Why do language models fail at coreference across long contexts?
This explores why models lose track of who or what a pronoun or name refers to as text gets longer — and the corpus doesn't tackle coreference head-on, so it answers by triangulating from work on linguistic structure, identity-tracking, relational queries, and length-driven decay.
This reads the question as: why do models lose the thread of *who* and *what* the words refer to once the context stretches out? No paper here studies coreference by name, but several circle the same territory from different angles, and together they suggest the failure isn't one bug but a stack of them. The most direct neighbor is the finding that LLMs make systematic grammatical errors that get predictably worse with structural complexity — they misidentify embedded clauses, verb phrases, and nested nominals because statistical learning captures surface patterns rather than the deep rules that bind a pronoun to its antecedent Why do large language models fail at complex linguistic tasks?. Coreference is exactly that kind of binding, so the same crack shows up wherever a sentence buries the referent under syntactic depth.
The more surprising contributor is identity itself. One line of work argues that a model never *commits* to a fixed character or entity — it holds a superposition of mutually consistent possibilities and samples one at generation time, so regenerating the same passage yields a different but locally-coherent reading Do large language models actually commit to a single character?. If there's no settled internal answer to "who is 'she'?", then coreference across a long span isn't being resolved and held — it's being re-improvised. That reframes the problem: the model isn't forgetting the antecedent, it never pinned it down in the first place.
Length then turns a fragile process into a failing one. Reasoning accuracy collapses with input length *far below* the context window — dropping sharply at only a few thousand tokens of padding, in a way that doesn't track language-modeling quality and survives chain-of-thought prompting Does reasoning ability actually degrade with longer inputs?. So "the context fit" is not the same as "the context was usable." A related result locates the real bottleneck not in memory capacity but in the *compute* needed to consolidate distant context into usable internal state — the model has the tokens but hasn't done the work to integrate them Is long-context bottleneck really about memory or compute?.

------------

**LIST OF TASKS:**
1: Answer these from the coreference write-up:
(a) Which three structures do LLMs misidentify, according to the finding on grammatical errors?
(b) What happens when the same passage is regenerated?
(c) Where does the related result place the real long-context bottleneck?
2: Copy the part of the coreference write-up between "Length then turns" and "memory or compute?.", inclusive, swapping "tokens" for "words" each time it appears.
3: Sum up the coreference write-up in two sentences.

------------

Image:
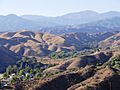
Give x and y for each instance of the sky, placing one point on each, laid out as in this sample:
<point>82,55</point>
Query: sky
<point>56,7</point>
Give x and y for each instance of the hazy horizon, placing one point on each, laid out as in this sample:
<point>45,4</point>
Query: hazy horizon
<point>54,8</point>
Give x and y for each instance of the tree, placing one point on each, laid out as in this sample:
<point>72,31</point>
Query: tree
<point>14,79</point>
<point>9,70</point>
<point>5,75</point>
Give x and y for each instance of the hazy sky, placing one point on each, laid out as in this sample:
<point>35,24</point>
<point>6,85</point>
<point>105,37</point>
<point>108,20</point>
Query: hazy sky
<point>56,7</point>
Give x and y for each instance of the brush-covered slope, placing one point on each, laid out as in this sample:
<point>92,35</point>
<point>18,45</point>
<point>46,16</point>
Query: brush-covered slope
<point>111,42</point>
<point>7,58</point>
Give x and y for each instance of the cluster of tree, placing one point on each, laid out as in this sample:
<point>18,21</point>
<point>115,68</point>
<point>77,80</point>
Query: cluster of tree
<point>114,62</point>
<point>27,67</point>
<point>63,54</point>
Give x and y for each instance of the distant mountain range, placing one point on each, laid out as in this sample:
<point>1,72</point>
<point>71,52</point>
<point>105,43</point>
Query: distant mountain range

------------

**EXPECTED RESPONSES:**
1:
(a) Embedded clauses, verb phrases, and nested nominals.
(b) It yields a different but locally-coherent reading.
(c) Not in memory capacity but in the compute needed to consolidate distant context into usable internal state.

2:
Length then turns a fragile process into a failing one. Reasoning accuracy collapses with input length *far below* the context window — dropping sharply at only a few thousand words of padding, in a way that doesn't track language-modeling quality and survives chain-of-thought prompting Does reasoning ability actually degrade with longer inputs?. So "the context fit" is not the same as "the context was usable." A related result locates the real bottleneck not in memory capacity but in the *compute* needed to consolidate distant context into usable internal state — the model has the words but hasn't done the work to integrate them Is long-context bottleneck really about memory or compute?.

3: The coreference write-up suggests that models lose track of who or what a pronoun or name refers to in long texts because of a stack of failures, not one bug. Their grammatical errors grow with structural complexity, they never commit to a single entity, and their reasoning accuracy collapses with input length far below the context window, where the bottleneck is the compute needed to integrate distant context rather than memory.